For more than 1,500 years rubbings have been a vital medium for preserving China's art, culture, and history. These beautiful works are made by pressing thin sheets of wet paper into carvings or inscriptions cut in stone or other hard materials and carefully inking the surface to create a copy of the original. The resulting rubbing has white impressions where the paper was pressed into the carving surrounded by a typically black ink field. Because they are easily transported, rubbings quickly became the primary means to faithfully reproduce and share historical data, poetry, scholastic texts, calligraphy, and art throughout China. Due to the loss and deterioration of many original stones through the centuries, rubbings frequently are the sole remaining evidence of a significant portion of China's artistic and cultural heritage.
Although there are no precise records regarding the origins of rubbings, rubbings were being made of stone inscriptions of classic Confucian, Buddhist, and Daoist texts for scholarly and religious use soon after the invention of paper by around 100 A.D. (attributed to an official of the imperial court named Cai Lun, although recent archaeological discoveries indicate this probably took place a century earlier). The earliest known Chinese rubbings date to between 627 and 649 A.D. during the Tang Dynasty, and the collection of rubbings as an important cultural practice was recorded as early as the Five Dynasties period (907–960 A.D.).

+++

# AIM 1:
According to the passage on Chinese rubbings, what did rubbings become the main way to reproduce and share throughout China? List each one.
# AIM 2:
In the records, switch "Outline" to "Mark" in everything from the line containing "Outline each distant hill" down to the line containing "86, 223, 197, 331". Give back only those lines.
The text on Chinese rubbings has nothing to do with the records that come next.

+++

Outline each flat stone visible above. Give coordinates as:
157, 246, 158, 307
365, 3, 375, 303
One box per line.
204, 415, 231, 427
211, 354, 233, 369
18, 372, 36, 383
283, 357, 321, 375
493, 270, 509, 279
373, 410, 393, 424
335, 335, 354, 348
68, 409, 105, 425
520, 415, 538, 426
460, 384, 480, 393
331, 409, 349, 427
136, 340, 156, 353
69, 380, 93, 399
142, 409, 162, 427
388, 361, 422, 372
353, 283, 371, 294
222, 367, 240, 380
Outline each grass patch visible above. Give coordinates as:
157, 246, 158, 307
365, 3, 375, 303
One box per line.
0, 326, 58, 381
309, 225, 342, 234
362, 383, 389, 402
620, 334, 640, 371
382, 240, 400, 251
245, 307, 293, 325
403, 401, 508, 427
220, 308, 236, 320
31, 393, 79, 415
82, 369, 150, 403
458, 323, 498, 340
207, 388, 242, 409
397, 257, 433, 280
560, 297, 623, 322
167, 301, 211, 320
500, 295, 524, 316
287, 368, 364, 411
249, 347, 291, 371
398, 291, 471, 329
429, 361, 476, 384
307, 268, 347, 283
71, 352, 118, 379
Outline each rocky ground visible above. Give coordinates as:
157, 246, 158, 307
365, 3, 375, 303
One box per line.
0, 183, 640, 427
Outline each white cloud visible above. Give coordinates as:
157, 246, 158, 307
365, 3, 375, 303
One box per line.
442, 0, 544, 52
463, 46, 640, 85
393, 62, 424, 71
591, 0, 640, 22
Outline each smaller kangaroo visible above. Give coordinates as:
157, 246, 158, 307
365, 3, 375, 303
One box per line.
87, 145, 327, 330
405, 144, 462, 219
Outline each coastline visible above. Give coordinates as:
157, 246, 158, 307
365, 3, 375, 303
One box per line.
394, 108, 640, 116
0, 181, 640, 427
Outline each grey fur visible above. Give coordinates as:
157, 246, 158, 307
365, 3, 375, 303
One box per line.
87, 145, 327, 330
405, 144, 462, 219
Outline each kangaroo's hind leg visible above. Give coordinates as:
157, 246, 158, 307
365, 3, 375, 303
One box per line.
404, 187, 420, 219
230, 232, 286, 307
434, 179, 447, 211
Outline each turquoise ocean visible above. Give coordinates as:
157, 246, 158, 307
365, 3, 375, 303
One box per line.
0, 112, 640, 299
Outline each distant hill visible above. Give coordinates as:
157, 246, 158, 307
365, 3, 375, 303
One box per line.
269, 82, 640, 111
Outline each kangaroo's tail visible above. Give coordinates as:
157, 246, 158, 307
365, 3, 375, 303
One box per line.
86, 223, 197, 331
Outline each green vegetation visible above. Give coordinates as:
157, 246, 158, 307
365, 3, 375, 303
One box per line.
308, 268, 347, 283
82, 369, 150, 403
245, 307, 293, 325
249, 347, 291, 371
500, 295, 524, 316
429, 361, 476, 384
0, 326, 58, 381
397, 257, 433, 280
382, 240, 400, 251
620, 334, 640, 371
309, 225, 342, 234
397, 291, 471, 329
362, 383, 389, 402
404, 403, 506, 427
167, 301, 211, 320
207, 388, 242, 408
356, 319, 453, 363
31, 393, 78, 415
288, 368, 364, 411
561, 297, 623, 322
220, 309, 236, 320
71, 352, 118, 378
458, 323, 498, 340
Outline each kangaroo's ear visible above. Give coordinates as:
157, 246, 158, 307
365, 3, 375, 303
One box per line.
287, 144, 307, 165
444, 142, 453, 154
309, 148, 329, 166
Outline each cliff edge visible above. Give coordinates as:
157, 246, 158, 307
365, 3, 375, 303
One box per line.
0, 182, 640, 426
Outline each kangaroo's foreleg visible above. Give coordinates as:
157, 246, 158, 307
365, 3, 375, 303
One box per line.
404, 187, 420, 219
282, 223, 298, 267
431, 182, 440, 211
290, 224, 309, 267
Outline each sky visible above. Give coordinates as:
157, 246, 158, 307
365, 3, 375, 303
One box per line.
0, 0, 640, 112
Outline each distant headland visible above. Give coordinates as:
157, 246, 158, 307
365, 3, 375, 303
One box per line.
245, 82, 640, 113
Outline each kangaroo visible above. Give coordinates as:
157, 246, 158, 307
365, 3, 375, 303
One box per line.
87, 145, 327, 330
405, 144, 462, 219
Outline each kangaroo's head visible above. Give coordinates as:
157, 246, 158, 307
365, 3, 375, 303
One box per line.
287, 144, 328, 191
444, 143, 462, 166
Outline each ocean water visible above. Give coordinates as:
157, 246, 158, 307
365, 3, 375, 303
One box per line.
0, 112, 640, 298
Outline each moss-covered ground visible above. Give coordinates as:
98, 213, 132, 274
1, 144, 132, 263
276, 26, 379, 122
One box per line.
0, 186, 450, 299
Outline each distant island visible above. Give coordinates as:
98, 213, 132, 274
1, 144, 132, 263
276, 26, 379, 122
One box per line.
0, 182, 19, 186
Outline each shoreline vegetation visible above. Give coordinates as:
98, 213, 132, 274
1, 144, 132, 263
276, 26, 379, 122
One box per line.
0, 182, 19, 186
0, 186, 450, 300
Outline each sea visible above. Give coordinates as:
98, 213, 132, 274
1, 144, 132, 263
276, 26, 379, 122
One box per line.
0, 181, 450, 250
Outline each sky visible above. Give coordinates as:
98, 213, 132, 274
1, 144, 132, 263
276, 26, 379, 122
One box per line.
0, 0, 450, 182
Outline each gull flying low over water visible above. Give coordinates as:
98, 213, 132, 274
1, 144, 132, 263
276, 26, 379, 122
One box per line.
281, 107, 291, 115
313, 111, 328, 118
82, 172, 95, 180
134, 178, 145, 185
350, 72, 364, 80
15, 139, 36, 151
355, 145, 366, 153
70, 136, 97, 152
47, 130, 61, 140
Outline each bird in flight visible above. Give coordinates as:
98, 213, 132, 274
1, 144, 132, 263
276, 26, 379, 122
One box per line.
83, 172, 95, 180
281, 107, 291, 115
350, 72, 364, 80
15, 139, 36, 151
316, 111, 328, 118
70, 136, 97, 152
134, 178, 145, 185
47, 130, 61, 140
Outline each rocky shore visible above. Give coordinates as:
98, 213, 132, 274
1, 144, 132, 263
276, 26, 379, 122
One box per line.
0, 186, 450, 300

+++

# EXERCISE RESULT 1:
historical data
poetry
scholastic texts
calligraphy
art

# EXERCISE RESULT 2:
Mark each distant hill visible above. Give coordinates as:
157, 246, 158, 307
365, 3, 375, 303
One box per line.
269, 82, 640, 111
Mark each kangaroo's tail visible above. Give coordinates as:
157, 246, 158, 307
365, 3, 375, 303
One box per line.
86, 223, 197, 331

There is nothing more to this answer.